**Aim:**
State how many lines in the material below contain the string "lamp", counting a match only when its case is identical. Reply with the number alone.

**Records supplied:**
↓↓↓
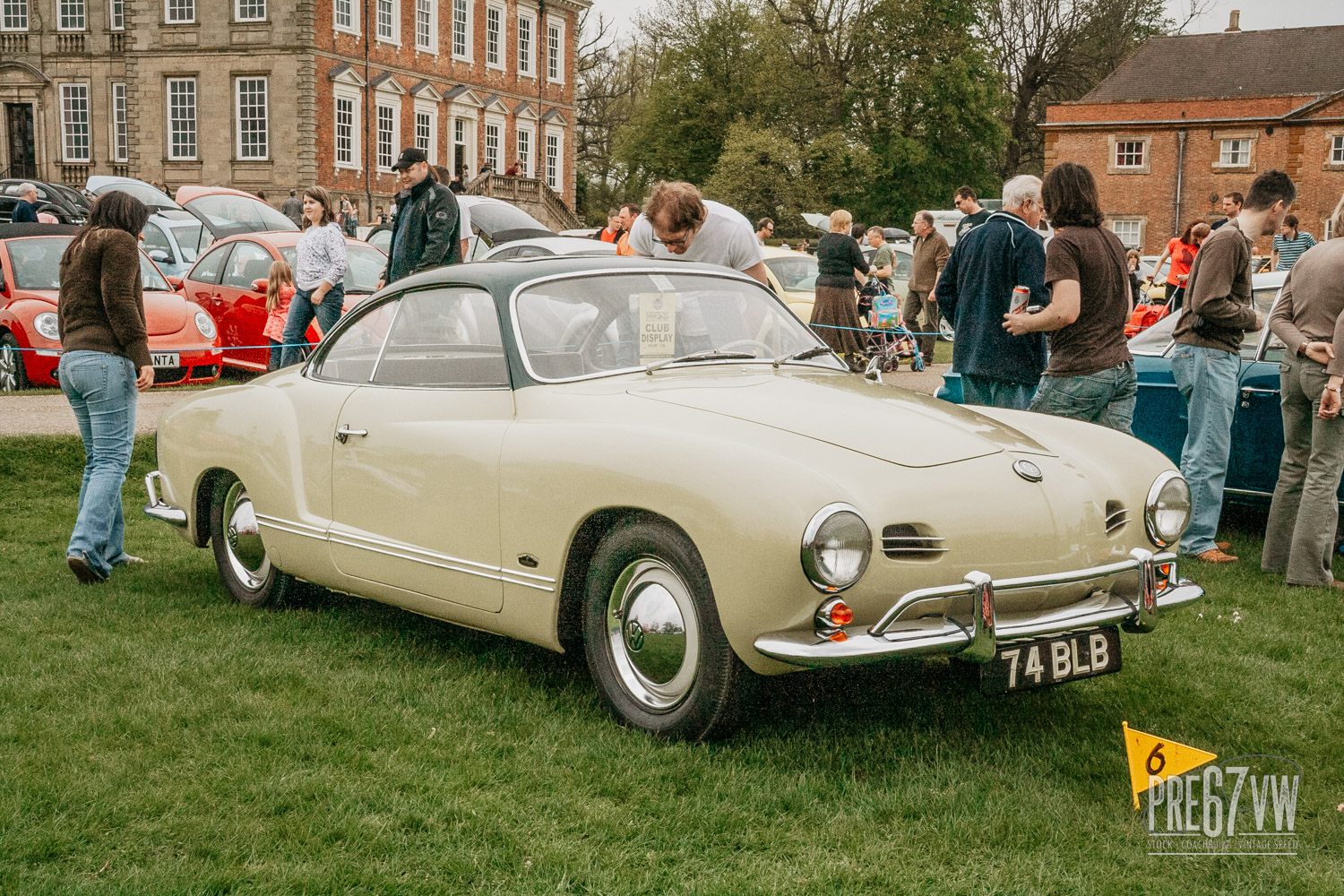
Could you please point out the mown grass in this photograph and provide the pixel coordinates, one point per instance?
↑↑↑
↓↓↓
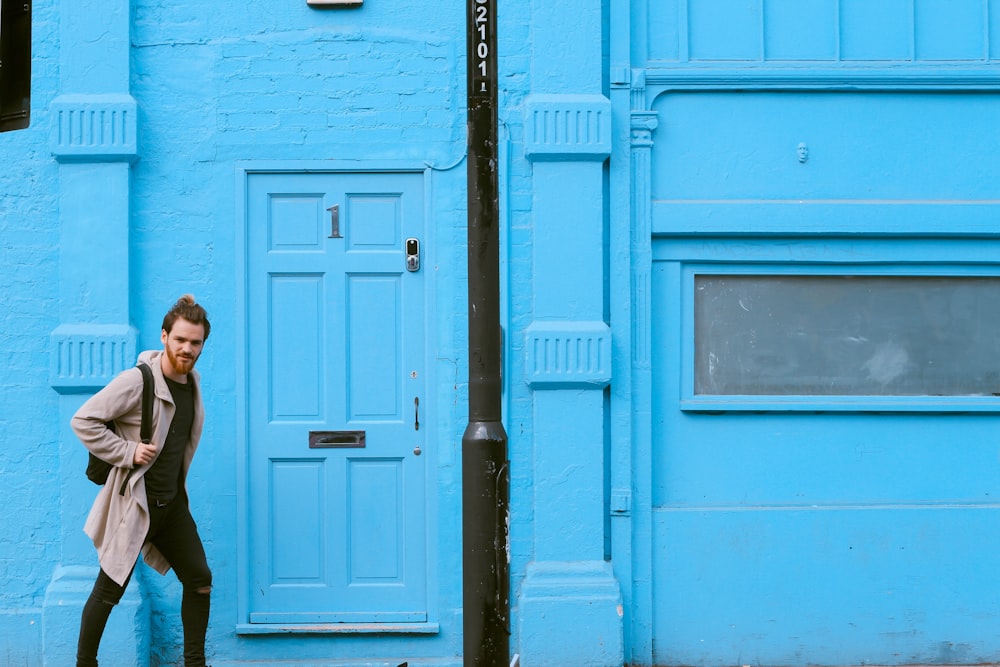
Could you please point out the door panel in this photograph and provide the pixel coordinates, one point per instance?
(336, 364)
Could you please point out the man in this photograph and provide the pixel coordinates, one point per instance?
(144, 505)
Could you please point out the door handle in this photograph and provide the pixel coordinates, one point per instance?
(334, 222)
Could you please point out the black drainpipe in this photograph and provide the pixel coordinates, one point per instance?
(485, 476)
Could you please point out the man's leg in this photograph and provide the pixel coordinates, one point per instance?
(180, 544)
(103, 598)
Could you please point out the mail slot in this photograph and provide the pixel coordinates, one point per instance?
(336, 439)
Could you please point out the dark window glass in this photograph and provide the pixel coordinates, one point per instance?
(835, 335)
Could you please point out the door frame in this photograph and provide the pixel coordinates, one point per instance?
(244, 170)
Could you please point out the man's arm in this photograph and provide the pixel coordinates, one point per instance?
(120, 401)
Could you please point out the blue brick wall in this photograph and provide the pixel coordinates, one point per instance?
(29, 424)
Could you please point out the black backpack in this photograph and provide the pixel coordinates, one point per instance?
↑↑↑
↓↓↓
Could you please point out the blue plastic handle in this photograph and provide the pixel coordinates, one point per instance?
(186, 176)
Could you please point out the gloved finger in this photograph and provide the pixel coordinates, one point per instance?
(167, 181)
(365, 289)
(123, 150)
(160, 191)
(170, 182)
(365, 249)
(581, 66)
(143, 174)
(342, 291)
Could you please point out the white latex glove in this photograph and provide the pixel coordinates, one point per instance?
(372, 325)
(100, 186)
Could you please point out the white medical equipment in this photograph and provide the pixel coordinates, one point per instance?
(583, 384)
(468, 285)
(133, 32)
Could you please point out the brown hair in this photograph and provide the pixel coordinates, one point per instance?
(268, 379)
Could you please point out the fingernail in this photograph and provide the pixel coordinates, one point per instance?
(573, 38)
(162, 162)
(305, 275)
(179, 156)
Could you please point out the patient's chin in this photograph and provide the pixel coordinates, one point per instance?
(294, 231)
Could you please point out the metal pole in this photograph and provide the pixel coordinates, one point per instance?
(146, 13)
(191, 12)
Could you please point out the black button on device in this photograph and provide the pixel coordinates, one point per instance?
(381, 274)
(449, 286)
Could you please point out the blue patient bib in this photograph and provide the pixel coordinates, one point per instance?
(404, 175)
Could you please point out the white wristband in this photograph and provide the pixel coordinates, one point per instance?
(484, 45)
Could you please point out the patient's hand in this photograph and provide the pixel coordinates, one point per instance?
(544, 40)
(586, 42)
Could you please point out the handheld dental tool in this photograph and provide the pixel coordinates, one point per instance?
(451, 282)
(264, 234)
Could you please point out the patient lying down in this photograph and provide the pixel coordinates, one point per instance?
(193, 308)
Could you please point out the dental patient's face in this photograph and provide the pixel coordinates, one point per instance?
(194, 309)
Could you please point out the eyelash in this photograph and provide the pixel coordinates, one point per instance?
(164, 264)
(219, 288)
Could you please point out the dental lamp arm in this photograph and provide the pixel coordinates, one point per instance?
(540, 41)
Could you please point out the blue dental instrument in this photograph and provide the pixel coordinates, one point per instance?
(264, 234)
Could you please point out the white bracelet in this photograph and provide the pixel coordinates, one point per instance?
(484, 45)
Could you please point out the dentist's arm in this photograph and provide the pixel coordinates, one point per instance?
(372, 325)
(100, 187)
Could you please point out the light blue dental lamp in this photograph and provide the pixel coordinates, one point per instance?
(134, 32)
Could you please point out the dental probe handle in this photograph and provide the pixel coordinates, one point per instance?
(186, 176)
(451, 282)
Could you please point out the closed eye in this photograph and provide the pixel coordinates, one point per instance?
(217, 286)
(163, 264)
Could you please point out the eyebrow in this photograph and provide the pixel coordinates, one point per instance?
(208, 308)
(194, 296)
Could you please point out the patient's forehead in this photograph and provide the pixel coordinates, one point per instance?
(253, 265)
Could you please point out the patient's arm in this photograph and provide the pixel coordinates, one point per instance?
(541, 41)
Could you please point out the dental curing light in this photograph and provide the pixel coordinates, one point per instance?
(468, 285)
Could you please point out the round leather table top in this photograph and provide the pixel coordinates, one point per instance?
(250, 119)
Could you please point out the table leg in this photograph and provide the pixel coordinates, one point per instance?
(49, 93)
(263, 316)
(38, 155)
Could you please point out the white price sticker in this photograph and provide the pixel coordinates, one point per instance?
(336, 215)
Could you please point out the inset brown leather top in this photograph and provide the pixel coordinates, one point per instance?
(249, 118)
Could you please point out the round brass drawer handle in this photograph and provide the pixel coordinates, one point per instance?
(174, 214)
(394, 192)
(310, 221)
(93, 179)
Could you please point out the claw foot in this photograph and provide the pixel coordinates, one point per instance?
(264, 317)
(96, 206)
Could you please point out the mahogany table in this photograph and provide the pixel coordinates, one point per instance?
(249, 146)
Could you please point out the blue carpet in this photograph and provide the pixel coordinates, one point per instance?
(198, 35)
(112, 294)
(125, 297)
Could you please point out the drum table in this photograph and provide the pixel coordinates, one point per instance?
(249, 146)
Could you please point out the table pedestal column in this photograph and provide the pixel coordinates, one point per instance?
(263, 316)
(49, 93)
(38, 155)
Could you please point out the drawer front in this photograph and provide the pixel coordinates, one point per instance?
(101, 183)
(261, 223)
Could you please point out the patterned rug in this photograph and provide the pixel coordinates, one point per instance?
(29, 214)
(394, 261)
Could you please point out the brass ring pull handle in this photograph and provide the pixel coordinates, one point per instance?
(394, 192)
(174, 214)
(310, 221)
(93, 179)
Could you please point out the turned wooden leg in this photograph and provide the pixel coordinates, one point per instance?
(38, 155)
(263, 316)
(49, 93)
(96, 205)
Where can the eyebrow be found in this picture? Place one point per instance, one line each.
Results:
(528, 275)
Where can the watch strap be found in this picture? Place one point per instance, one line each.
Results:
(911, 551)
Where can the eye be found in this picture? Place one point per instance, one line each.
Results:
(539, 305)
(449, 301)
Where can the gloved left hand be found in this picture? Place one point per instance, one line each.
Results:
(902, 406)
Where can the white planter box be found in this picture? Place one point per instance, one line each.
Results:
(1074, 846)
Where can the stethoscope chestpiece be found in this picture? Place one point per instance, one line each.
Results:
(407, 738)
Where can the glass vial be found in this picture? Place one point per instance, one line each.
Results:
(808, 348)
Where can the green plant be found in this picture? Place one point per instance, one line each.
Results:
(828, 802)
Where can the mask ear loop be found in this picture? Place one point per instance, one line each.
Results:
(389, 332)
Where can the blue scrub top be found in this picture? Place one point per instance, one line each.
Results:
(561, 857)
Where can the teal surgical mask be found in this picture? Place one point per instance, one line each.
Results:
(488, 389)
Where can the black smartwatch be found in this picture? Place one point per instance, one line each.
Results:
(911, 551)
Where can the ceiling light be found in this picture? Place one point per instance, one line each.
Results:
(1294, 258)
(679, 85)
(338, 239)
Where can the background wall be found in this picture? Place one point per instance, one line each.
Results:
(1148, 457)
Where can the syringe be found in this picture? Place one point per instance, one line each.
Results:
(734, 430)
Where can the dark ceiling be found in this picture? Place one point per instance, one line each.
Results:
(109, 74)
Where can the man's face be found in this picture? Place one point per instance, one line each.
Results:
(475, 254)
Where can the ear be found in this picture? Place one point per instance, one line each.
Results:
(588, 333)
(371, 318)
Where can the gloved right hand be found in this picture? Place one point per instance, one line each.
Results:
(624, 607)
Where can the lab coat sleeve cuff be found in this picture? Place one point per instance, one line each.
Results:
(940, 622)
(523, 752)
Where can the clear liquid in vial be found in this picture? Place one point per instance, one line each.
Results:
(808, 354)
↑↑↑
**Exercise answer:**
2